### Prompt 1
Please repeat everything in the passage on Macqueen's Malta service from "On 18 March, Macqueen" down to "another Ju 88.", word for word.
### Prompt 2
Using the passage on Macqueen's Malta service, answer each of these briefly:
(a) How many operational Hurricanes made up Malta's aerial defences before the Spitfires arrived?
(b) Who commanded No. 249 Squadron?
(c) On what date did Macqueen damage another Ju 88?
### Prompt 3
Pick up the account of Macqueen's time on Malta where it ends and write what comes next.

Document section section start

In late January 1942, Macqueen, who by this time held the rank of flight lieutenant, was posted to Malta where he would join the island's air defences against incessant Axis attacks. Along with several other pilots, he was dispatched to Gibraltar and then transferred to the aircraft carrier from which they were to fly Spitfires to Malta. An attempt to fly off the carrier on 26 February had to be cancelled due to malfunctioning long-range fuel tanks but on 7 March he and 14 other pilots took off from the deck of Eagle and flew for 4 hours to the island. The arrival of the Spitfires was a significant boost to Malta's aerial defences, which previously comprised 21 operational Hurricanes.

After landing his Spitfire, Macqueen was posted to No. 249 Squadron. This was commanded by Squadron Leader Stan Turner and operated its Spitfires from Ta Kali, part of Malta's aerial defences against attacking Italian and German bombers. Three days after his arrival on Malta, Macqueen made his first claim, a Junkers Ju 88 medium bomber that he damaged over the island. On 14 March he destroyed a Bf 109 of Jagdgeschwader 53 (JG53) over Gozo, seeing it go down into the sea.

On 18 March, Macqueen was among four pilots scrambled to intercept over twenty bombers. However, they were themselves intercepted by some Bf 109s, and Macqueen's fellow pilots was shot down. He in turn destroyed the Bf 109 he thought responsible. Four days later the squadron carried out a number of sorties to try and protect a shipping convoy approaching Malta. Escorting some torpedo-bombers that were to seek out Italian ships that could attack the convoy, Macqueen destroyed a Bf 109 that tried to disrupt the sortie. The next day, 23 March, he was one of several pilots involved in the interception of some Ju 88s bombing a supply convoy heading for Malta. He had a share in the damaging of three of the bombers. On 30 March he damaged another Ju 88.

Document section section end
Data extract section start

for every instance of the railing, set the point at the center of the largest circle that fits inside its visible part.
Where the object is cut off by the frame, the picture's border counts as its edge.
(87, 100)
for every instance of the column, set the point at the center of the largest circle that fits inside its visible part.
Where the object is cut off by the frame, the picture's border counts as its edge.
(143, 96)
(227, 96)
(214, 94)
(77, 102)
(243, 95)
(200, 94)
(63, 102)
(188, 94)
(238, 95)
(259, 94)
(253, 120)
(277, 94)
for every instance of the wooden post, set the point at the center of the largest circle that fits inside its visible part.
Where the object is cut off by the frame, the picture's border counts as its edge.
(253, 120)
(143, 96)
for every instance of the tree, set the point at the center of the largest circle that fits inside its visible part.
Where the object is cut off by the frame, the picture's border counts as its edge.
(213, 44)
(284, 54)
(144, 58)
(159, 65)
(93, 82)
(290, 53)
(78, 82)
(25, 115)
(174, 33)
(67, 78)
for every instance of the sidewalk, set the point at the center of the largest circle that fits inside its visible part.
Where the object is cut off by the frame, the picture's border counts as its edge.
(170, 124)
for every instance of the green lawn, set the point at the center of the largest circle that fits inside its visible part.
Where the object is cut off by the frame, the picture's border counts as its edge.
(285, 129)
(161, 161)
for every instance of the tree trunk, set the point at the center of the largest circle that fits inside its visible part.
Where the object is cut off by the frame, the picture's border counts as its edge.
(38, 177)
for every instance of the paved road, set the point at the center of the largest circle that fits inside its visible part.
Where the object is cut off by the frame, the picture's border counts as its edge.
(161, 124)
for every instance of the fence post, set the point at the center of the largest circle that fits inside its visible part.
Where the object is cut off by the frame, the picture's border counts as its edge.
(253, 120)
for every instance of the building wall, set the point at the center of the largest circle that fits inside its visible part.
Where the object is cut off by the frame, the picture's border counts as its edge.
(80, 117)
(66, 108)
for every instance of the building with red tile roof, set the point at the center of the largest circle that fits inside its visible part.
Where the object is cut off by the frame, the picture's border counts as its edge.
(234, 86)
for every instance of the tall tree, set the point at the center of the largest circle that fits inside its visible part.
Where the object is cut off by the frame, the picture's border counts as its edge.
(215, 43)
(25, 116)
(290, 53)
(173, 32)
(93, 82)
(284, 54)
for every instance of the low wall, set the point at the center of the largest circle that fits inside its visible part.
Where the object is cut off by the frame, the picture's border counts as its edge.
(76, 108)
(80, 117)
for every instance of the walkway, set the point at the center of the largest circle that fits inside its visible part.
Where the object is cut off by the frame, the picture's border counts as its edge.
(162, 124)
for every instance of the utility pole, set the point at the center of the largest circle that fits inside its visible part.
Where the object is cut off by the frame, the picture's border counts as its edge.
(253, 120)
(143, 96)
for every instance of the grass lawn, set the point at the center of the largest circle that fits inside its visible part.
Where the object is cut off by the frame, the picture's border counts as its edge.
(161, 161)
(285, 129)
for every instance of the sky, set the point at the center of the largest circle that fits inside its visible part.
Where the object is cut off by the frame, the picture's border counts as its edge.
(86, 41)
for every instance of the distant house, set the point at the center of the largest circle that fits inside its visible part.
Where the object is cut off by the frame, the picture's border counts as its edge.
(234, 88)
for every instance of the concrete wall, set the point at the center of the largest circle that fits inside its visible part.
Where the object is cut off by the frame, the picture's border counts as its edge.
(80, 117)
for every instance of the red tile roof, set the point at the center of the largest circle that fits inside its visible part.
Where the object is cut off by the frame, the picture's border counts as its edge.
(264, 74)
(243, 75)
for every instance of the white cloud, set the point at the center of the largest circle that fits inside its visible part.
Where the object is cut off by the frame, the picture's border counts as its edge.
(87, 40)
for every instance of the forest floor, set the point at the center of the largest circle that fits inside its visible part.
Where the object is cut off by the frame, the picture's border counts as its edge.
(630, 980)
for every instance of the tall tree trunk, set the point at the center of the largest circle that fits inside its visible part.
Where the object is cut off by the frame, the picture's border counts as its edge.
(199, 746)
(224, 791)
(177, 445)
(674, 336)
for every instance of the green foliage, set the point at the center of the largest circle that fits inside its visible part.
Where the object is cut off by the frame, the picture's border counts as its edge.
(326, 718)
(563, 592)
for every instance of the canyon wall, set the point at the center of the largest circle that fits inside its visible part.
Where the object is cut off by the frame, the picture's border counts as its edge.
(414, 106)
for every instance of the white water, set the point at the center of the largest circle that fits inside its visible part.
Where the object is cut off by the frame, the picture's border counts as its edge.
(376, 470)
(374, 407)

Data extract section end

### Answer area 1
On 18 March, Macqueen was among four pilots scrambled to intercept over twenty bombers. However, they were themselves intercepted by some Bf 109s, and Macqueen's fellow pilots was shot down. He in turn destroyed the Bf 109 he thought responsible. Four days later the squadron carried out a number of sorties to try and protect a shipping convoy approaching Malta. Escorting some torpedo-bombers that were to seek out Italian ships that could attack the convoy, Macqueen destroyed a Bf 109 that tried to disrupt the sortie. The next day, 23 March, he was one of several pilots involved in the interception of some Ju 88s bombing a supply convoy heading for Malta. He had a share in the damaging of three of the bombers. On 30 March he damaged another Ju 88.

### Answer area 2
(a) 21
(b) Squadron Leader Stan Turner
(c) 30 March

### Answer area 3
On 4 April Macqueen was credited with the destruction of a Ju 88 of Kampfgeschwader 77. He had damaged it so badly that it crashed on landing at Comiso. He shot down another Ju 88 on 10 April, the wreckage of which landed on the airfield at Ta Kali. He shared in the destruction of one Bf 109 and damaging of a second on 14 April. He shot down a Ju 88 to the north of Ta Kali on 20 April. The next day he destroyed a Bf 109 near Filfla. He also damaged a Ju 88 during the same sortie. On 1 May he shared in the destruction of a Bf 109 of JG53 over Malta. The same day an award of the Distinguished Flying Cross (DFC) for Macqueen was announced. The citation for the DFC, published in The London Gazette, read:

This officer carried out a large number of sorties over enemy-occupied territory and destroyed 1 enemy aircraft whilst based in this country. In the Middle East he has destroyed a further 4 hostile aircraft. Throughout his operational career, Flight Lieutenant MacQueen has rendered most valuable service. He has displayed great skill and leadership.
— The London Gazette, No. 35542, 1 May 1942.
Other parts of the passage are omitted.